▸ **Material for the task**
☆ ☆ ☆ ☆ ☆
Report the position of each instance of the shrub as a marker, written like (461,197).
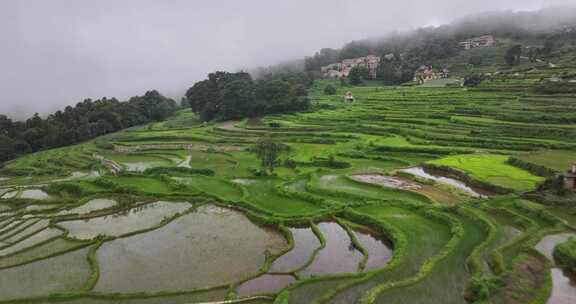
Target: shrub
(565,255)
(329,90)
(72,189)
(473,80)
(177,170)
(475,60)
(482,288)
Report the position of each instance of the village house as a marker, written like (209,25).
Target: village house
(426,73)
(339,70)
(348,97)
(570,178)
(476,42)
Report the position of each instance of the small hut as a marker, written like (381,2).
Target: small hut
(570,178)
(348,97)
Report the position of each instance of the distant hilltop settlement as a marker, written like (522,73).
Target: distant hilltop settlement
(423,74)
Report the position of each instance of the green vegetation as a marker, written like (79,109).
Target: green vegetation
(190,208)
(492,169)
(565,255)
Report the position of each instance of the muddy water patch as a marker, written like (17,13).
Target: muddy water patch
(265,284)
(379,249)
(244,181)
(563,287)
(91,206)
(24,231)
(32,241)
(339,255)
(135,219)
(186,162)
(209,247)
(422,173)
(65,273)
(547,244)
(386,181)
(305,243)
(138,166)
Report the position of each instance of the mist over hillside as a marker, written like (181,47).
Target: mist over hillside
(60,53)
(539,25)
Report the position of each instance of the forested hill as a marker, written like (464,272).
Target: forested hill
(86,120)
(427,45)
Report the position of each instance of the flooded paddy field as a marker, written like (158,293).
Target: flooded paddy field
(339,256)
(198,250)
(143,217)
(63,273)
(349,214)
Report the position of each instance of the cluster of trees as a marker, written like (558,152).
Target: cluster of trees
(426,45)
(226,95)
(396,70)
(86,120)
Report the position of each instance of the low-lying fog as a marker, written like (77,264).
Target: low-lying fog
(58,52)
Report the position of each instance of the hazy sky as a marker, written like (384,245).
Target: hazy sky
(58,52)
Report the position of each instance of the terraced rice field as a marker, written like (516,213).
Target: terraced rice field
(365,208)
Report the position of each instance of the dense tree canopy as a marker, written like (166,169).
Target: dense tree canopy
(226,95)
(84,121)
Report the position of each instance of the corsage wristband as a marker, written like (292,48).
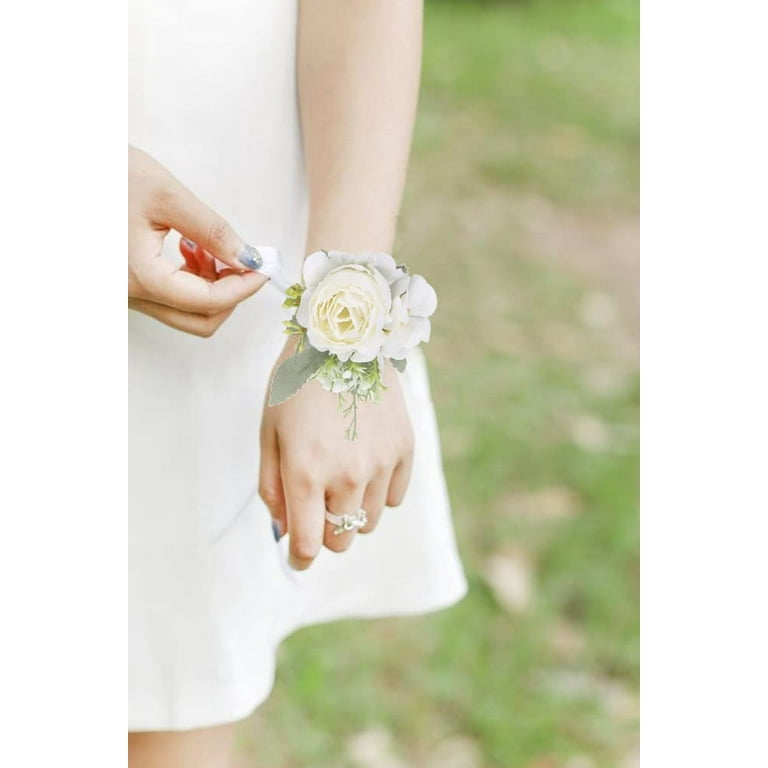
☆ ☆ ☆ ☆ ☆
▸ **Problem to work on**
Beginning with the line that contains "Target: cluster of trees", write out every line through the last one in the records, exactly and without pictures.

▸ **The completed task**
Target: cluster of trees
(426,45)
(226,95)
(396,70)
(86,120)
Report the position of each instance of the low-lying fog as a marker, written like (77,264).
Target: low-lying fog
(58,52)
Report the position of each instance of the hazy sky as a marker, written like (384,245).
Target: hazy sky
(58,52)
Report the position of each instance of the terraced rice field as a marker, written like (516,213).
Target: terraced rice field
(365,208)
Report the position of each instance of the dense tree canopy as a marker, written like (166,169).
Target: dense tree canopy
(226,95)
(84,121)
Report the position of each instance of the corsage wristband as a marker, written like (292,48).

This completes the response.